Texto da página:
- Author, Leire Ventas
- Role, Correspondente da BBC News Mundo na Califórnia
Naquela manhã, Alissa Parraz, de 17 anos, tentou fugir para salvar sua vida e a de seu bebê. Ela e seu filho de 10 meses, Nycholas, foram baleados na nuca. Os dois morreram.
Eles foram as duas últimas vítimas da chacina em 16 de janeiro naquela casa em Goshen, um modesto conjunto habitacional em uma área desolada do centro da Califórnia cercado por pomares, rodovias e linhas de trem.
Minutos antes, por volta das 3h30, dois agressores haviam acabado com a vida de Rosa Parraz, de 72 anos; Eladio Parraz Jr., 52; Marcos Parraz, 19; e Jennifer Analla, 49. Quatro gerações da mesma família.
“Talvez eles tenham mexido com a pessoa errada, mas quem mataria um bebê a tiros?”, perguntou um dos poucos moradores que se dispôs a falar com a imprensa, duas semanas depois.“Temos que continuar morando aqui”, disse ele, pedindo para não ser identificado nesta reportagem.
A rua ainda estava isolada e o local do crime era vigiado por três carros da polícia.
Só quatro dias depois é que a polícia anunciou a prisão de dois suspeitos: Ángel “Nanu” Uriarte, 35, e Noah David Beard, 25.
Embora ainda não se saiba o motivo que levou aos assassinatos, a região enfrenta pobreza, rivalidade entre gangues, facções criminosas que controlam os presídios e a influência violenta de cartéis do narcotráfico.

Complete o seguinte:
• A. Verta para o inglês esta frase da reportagem sobre a chacina em Goshen: "A rua ainda estava isolada e o local do crime era vigiado por três carros da polícia."
• B. Prossiga com a reportagem sobre a chacina em Goshen a partir da última frase apresentada.

Dados armazenados:
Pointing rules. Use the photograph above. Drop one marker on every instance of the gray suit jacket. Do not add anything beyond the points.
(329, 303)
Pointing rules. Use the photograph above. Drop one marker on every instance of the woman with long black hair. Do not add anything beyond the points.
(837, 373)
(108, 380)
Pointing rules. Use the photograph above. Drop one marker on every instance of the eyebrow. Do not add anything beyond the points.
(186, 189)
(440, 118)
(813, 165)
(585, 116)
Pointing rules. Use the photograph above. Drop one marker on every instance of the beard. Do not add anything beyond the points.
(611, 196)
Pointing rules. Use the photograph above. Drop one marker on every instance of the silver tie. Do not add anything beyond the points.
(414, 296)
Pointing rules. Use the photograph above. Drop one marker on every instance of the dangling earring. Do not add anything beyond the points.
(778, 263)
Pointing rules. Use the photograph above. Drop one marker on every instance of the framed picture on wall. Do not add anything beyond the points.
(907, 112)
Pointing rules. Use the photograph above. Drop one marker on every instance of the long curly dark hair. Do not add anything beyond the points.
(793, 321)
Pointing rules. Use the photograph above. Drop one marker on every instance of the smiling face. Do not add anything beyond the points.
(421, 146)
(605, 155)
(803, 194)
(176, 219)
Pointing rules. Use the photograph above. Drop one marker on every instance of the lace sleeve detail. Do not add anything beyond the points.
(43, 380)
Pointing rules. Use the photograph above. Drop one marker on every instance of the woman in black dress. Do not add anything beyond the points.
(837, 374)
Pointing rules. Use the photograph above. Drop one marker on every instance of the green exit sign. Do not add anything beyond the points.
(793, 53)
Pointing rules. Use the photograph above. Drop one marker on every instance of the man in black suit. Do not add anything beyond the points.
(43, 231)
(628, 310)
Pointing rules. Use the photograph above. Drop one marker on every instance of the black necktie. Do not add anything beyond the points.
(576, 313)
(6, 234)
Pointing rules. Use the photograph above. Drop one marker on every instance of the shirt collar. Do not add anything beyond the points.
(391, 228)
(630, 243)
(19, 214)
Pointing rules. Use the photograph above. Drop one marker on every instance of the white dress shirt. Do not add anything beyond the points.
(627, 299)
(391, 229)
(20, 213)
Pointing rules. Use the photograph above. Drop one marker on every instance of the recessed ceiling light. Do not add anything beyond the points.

Respostas por tarefa:
• A. The street was still cordoned off, and the crime scene was guarded by three police cars.

• B.
Campo e pobreza
Para chegar a Goshen, onde o crime aconteceu, é preciso percorrer o coração do vale de San Joaquin, na Califórnia, uma das regiões agrícolas mais ricas do mundo.
Os picos nevados da Serra Nevada são abundantes em amendoeiras, videiras, pessegueiros, citrinos, tomateiros e algodoeiros, hectares e hectares de culturas salpicadas de enormes silos, fábricas de lacticínios, criação de gado, fábricas de embalagem, vendas de máquinas e outras empresas do setor.
É uma paisagem atravessada por rodovias que forasteiros costumam ver da janela dos carros em alta velocidade a caminho do Parque Nacional de Yosemite ou do lago Tahoe.
Com 4,3 milhões de moradores, predominantemente imigrantes latinos, o vale continua sendo uma das áreas com a maior disparidade de renda na Califórnia.
Há distritos prósperos em áreas metropolitanas como Fresno ou Bakersfield, e bolsões de pobreza como Goshen, comunidades ocupadas por diaristas e trabalhadores agrícolas.
Neste último há imigrantes “novatas”, como Zulema Arsiga, que saiu do Estado mexicano de Michoacán para trabalhar “no campo” há apenas dois anos.
Hoje ela trabalha no USA Market, uma pequena mercearia localizada a um quarteirão da casa onde morreram os Parraz.
“Sempre penso em voltar (para o México), porque deixei meus filhos para trás”, conta ela à BBC News Mundo, serviço em espanhol da BBC. Encostada no balcão, ela fala em espanhol misturado com inglês, enquanto confere com o canto do olho as imagens das câmeras de segurança da loja.
Outros imigrantes vivem há décadas na região.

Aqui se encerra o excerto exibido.